Task requirements -
Output the passage of the plant patent claims between "4. The genetically" and "Rendezvous, Kortina Chanel.", inclusive, copied word for word.

Excerpt provided -
=== Begin Enclosure ===

4. The genetically modified plant of claim 3 wherein the plant is a carnation and the ds plantDFR is ds carnDFR.

5. The genetically modified plant of claim 4 wherein the carnation is in a Cerise Westpearl background.

6. The genetically modified plant of claim 1 wherein the altered inflorescence is a color in the range of purple to violet mauve.

7. The genetically modified plant of claim 6 wherein the altered inflorescence is mauve.

8. The genetically modified plant of claim 5 wherein the carnation is in the spray carnation Dianthus caryophyllus cv. Cerise Westpearl genetic background or a sport thereof.

9. The genetically modified plant of claim 5 wherein the carnation has the genetic background of Vega, Artisan, Cinderella, Westpearl, Barbara, Miledy, Dark Rendezvous, Kortina Chanel.

10. The genetically modified plant of claim 1 wherein the F3'5'H enzyme is from Viola sp.

11. The genetically modified plant of claim 10 wherein the F3'5'H enzyme is encoded by SEQ ID NO:1, or a nucleotide sequence capable of hybridizing to a complementary form of SEQ ID NO:1 under medium stringency conditions.

=== End Enclosure ===

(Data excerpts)
=== Begin Enclosure ===

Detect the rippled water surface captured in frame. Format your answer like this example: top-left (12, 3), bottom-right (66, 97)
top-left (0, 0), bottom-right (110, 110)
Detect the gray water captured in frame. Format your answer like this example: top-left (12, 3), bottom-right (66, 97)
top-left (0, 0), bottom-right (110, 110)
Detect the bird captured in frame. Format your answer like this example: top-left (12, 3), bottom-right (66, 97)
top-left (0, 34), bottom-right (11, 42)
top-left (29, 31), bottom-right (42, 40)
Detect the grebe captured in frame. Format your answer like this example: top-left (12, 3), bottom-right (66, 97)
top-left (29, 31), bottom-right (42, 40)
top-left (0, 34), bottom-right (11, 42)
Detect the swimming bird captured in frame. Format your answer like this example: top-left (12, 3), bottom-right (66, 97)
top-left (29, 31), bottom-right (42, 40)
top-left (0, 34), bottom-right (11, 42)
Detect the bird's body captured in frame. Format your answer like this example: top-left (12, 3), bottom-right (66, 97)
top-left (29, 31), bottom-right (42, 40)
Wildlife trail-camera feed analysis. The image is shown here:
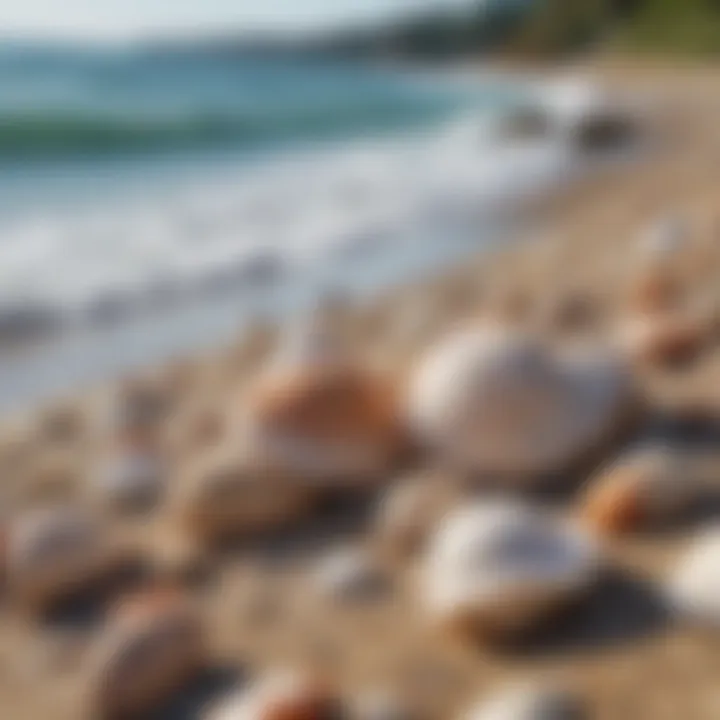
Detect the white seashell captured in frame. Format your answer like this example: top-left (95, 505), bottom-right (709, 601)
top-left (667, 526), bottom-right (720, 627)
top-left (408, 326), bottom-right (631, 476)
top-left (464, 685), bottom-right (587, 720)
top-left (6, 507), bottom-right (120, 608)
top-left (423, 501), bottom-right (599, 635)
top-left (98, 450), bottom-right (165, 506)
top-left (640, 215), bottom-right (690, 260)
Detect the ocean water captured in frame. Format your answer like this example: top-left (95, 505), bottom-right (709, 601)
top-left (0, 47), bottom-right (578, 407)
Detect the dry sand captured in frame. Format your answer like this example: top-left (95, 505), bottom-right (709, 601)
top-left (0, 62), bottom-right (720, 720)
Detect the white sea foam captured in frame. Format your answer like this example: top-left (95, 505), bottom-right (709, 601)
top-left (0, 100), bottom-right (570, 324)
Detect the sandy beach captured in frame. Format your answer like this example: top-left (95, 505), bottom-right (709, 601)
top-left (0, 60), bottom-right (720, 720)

=== End Enclosure ===
=== Begin Enclosure ===

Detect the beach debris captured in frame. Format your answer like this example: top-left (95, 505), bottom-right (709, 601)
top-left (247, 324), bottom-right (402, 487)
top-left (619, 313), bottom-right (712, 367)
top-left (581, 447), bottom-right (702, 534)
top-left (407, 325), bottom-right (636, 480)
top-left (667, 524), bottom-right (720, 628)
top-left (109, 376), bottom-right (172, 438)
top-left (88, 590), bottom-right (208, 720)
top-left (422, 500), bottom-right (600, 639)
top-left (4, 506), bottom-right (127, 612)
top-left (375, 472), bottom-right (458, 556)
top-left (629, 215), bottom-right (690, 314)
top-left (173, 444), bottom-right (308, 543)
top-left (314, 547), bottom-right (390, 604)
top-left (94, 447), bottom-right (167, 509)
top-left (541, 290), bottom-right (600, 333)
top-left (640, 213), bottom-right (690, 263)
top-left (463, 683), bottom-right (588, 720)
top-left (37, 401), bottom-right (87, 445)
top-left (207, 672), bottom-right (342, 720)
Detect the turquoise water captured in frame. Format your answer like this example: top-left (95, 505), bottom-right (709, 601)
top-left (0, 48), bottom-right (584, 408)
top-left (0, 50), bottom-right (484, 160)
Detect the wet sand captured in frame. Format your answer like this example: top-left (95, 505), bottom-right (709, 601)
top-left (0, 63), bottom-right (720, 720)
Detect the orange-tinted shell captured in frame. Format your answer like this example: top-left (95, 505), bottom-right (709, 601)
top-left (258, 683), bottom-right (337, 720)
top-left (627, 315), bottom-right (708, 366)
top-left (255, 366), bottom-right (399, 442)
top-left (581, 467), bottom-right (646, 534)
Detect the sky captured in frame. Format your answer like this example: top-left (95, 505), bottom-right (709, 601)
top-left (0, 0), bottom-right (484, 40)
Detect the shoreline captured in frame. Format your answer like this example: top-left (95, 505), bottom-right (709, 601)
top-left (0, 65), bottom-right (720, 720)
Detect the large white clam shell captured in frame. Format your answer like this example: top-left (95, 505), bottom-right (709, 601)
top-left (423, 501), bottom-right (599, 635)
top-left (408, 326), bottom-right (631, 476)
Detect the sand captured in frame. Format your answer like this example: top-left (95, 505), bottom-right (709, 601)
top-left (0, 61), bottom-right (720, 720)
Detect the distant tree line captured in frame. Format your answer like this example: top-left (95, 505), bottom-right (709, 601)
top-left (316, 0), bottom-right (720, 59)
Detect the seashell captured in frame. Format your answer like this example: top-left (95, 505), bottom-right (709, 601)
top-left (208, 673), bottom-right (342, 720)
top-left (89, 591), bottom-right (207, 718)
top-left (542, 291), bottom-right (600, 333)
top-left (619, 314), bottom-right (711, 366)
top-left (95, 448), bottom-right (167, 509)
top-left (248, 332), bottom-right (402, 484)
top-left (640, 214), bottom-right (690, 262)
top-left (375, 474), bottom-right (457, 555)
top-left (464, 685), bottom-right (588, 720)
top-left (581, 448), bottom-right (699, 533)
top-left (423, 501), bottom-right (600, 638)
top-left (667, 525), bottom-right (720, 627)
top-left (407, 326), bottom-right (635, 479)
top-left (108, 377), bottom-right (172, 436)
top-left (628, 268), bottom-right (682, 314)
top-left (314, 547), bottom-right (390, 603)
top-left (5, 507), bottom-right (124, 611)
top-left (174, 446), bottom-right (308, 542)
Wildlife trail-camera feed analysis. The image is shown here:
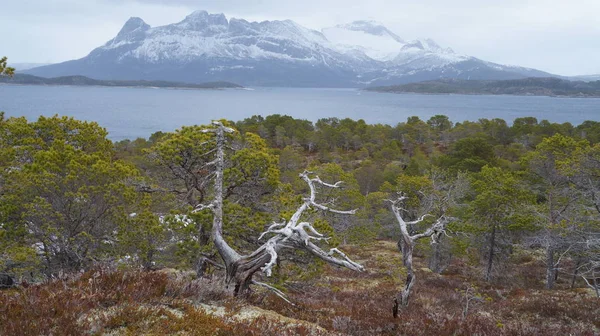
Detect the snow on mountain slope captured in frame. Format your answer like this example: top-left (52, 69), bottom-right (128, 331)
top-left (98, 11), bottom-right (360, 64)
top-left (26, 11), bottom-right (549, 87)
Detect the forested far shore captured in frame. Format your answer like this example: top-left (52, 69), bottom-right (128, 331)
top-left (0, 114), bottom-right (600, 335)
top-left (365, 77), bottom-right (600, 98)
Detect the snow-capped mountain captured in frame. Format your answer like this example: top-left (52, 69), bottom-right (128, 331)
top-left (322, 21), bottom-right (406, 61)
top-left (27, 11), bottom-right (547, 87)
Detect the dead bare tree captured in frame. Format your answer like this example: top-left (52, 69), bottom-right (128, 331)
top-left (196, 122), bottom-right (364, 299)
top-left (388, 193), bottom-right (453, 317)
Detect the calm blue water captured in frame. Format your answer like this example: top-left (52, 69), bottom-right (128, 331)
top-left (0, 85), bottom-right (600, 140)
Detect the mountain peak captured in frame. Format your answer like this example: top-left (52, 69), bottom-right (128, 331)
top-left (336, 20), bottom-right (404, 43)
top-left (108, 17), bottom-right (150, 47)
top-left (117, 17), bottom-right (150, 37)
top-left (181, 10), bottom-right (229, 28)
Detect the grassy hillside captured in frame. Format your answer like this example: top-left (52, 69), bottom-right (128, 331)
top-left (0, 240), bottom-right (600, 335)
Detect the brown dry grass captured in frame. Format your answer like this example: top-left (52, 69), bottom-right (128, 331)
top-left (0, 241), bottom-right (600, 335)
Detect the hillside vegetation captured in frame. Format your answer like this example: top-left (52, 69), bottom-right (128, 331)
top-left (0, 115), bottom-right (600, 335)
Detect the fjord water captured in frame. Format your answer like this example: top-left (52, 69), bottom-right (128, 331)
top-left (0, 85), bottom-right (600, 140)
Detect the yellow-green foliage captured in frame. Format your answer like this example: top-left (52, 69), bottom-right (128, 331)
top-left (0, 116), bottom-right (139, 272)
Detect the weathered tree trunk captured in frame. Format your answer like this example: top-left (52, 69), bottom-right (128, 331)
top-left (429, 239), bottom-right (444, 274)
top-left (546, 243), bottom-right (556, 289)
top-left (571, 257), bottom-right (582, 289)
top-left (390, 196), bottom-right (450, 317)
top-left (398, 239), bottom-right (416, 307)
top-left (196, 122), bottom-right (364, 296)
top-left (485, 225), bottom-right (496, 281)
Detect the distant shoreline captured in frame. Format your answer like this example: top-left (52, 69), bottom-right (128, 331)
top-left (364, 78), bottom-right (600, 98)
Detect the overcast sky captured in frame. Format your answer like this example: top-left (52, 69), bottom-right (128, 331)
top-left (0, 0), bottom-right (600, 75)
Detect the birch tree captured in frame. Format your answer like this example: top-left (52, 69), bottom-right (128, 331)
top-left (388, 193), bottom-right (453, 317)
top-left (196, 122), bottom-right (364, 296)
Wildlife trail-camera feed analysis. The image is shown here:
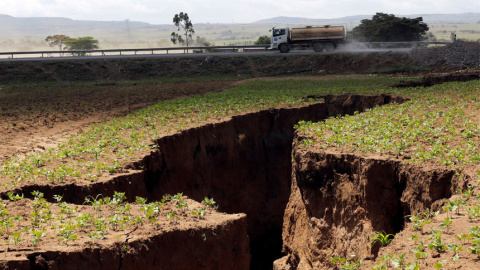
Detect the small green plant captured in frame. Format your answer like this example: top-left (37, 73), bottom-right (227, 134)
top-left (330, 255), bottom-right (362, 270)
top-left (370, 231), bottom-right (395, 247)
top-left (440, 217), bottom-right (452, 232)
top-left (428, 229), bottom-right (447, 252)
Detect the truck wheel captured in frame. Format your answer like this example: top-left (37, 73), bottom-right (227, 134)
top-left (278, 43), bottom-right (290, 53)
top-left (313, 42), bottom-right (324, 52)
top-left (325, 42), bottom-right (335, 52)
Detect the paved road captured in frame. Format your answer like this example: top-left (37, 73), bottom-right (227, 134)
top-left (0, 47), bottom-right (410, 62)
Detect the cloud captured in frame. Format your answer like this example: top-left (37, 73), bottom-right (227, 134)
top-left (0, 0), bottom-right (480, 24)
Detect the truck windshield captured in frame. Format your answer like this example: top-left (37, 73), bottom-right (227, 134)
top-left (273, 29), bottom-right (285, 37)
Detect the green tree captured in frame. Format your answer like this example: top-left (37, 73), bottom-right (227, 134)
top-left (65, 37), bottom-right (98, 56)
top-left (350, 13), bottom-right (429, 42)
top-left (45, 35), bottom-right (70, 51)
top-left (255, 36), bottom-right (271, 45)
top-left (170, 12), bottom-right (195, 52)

=== End Enclosure ===

Reply to the exercise -
4. The genetically modified plant of claim 3 wherein the plant is a carnation and the ds plantDFR is ds carnDFR.

5. The genetically modified plant of claim 4 wherein the carnation is in a Cerise Westpearl background.

6. The genetically modified plant of claim 1 wherein the altered inflorescence is a color in the range of purple to violet mauve.

7. The genetically modified plant of claim 6 wherein the altered inflorescence is mauve.

8. The genetically modified plant of claim 5 wherein the carnation is in the spray carnation Dianthus caryophyllus cv. Cerise Westpearl genetic background or a sport thereof.

9. The genetically modified plant of claim 5 wherein the carnation has the genetic background of Vega, Artisan, Cinderella, Westpearl, Barbara, Miledy, Dark Rendezvous, Kortina Chanel.